Problem set:
(a) Answer these questions about the selection_strategy documentation. Put each answer on its own line, labeled (i), (ii), (iii) to match:
(i) What default value does the example give for n_parents?
(ii) What type does the documentation list for the top parameter?
(iii) By what measure are the genomes ordered when mid selects from the middle of the pack?
(b) In the selection_strategy documentation, list every key inside the "pool" entry of the example dictionary.
(c) Continue the selection_strategy documentation, starting after its last sentence.

Document passage:
************

The dictionary selection_strategy should have the below form. The example values shown here are the defaults and any parameters that are not specified will use these values as defaults:

{
    "pool": {
        "top": 0,
        "mid": 0,
        "bottom": 0,
        "random": 0
    },
    "parents": {
        "weighting_function": lambda x: 1,
        "n_parents": 2
    }
}

The significance of these values is as follows:

pool

top (int) – number of genomes to select from the top (end) of the pack (by fitness)

mid (int) – number of genomes to select from the middle of the pack (by fitness)

bottom (int) – number of genomes to select from the bottom (start) of the pack (by fitness)

************

Records shown:
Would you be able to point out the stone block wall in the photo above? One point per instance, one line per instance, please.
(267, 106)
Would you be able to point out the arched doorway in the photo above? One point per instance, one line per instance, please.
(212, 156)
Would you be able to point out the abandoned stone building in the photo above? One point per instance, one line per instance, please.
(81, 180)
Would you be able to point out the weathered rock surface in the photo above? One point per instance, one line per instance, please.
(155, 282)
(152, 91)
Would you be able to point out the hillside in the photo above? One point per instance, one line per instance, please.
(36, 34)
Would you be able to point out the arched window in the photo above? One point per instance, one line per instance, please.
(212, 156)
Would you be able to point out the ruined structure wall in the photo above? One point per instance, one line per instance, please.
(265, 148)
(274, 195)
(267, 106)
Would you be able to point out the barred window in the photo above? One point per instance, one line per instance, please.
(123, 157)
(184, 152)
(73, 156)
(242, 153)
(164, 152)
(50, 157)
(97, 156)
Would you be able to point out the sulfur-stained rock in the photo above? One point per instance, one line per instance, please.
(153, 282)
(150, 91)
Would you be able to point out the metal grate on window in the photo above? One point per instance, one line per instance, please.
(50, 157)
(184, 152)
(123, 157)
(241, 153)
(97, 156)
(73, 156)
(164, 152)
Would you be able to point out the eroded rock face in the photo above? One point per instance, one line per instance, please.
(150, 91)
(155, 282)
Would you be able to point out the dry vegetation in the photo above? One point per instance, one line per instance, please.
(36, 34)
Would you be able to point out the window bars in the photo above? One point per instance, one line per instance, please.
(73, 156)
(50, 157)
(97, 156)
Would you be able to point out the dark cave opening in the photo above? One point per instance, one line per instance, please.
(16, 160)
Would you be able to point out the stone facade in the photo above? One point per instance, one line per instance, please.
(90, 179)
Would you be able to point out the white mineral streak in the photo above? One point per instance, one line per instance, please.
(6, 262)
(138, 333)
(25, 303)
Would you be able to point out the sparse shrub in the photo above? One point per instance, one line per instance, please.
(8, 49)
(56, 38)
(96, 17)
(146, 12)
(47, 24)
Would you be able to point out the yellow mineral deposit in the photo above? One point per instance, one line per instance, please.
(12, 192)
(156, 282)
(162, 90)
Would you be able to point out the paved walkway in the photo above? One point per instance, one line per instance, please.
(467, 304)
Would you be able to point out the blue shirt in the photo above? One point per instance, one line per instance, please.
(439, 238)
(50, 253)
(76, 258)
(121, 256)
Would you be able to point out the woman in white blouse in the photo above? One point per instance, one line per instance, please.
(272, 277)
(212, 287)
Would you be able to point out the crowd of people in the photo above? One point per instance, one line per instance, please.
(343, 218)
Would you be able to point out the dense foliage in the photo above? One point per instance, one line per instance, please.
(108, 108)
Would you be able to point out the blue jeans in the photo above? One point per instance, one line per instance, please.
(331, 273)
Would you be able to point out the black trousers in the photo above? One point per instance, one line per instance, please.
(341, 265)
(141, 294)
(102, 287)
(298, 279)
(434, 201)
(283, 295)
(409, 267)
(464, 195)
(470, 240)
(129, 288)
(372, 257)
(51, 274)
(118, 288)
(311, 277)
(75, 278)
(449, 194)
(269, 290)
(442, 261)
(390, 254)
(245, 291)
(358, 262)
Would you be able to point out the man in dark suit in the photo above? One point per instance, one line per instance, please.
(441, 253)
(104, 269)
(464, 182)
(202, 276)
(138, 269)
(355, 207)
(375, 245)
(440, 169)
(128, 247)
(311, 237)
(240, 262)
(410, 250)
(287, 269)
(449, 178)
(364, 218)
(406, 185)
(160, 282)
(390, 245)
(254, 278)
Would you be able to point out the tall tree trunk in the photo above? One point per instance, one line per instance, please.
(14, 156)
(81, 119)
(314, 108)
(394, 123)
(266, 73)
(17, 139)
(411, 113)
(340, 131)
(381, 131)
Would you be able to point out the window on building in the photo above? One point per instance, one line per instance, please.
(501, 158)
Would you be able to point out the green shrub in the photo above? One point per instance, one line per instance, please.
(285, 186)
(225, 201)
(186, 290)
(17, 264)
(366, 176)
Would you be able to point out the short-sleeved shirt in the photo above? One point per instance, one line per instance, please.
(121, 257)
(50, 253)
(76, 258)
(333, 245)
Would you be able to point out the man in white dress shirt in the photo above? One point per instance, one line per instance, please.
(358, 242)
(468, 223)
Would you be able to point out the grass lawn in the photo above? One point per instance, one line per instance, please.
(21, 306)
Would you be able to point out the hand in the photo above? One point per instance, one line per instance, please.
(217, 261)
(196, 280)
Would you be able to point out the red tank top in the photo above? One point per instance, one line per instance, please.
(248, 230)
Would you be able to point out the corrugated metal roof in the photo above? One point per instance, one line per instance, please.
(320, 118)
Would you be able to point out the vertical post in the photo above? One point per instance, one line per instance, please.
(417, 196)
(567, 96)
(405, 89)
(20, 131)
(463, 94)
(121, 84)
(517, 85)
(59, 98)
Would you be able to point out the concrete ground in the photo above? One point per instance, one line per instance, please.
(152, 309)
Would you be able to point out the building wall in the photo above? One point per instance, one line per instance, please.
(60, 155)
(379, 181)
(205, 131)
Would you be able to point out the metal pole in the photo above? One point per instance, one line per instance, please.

************

Results by task:
(a)
(i) 2
(ii) int
(iii) By fitness.

(b) top, mid, bottom, random

(c)
random (int) – number of genomes to select at random

parents

weighting_function (func) – function for converting a fitness score into a probability for selecting an individual as a parent (default is uniform weighting); higher weights indicate a higher probability of being selected

n_parents (int) – number of parents to select for each offspring

Note

It is recommended that the weighting_function return only positive values. While Holland can handle weighting functions that return negative values, this presents an ambiguous case in terms of converting weighted scores to probabilities. Current handling of this case aims to minimally distort probabilities, but results may not be exactly what you expect.

Generation Parameters ¶

When creating the population for the next generation, a few optional parameters can be set:

n_random (int) – number of fully random genomes to introduce to the population in each generation

n_elite (int) – number of (most fit) genomes to preserve for the next generation

population_size (int) – size of the population in each generation (required if an initial population is not given)

These values should be placed in the generation_params dictionary.

Fitness Storage Options ¶

To measure performance improvements over the generations, fitness statistics can be stored for each generation. If enabled, the statistics recorde are max, min, mean, median, and standard deviation. Values can be stored either to a file (csv) or in memory and returned by evolve(). By default fitness statistics are not recorded.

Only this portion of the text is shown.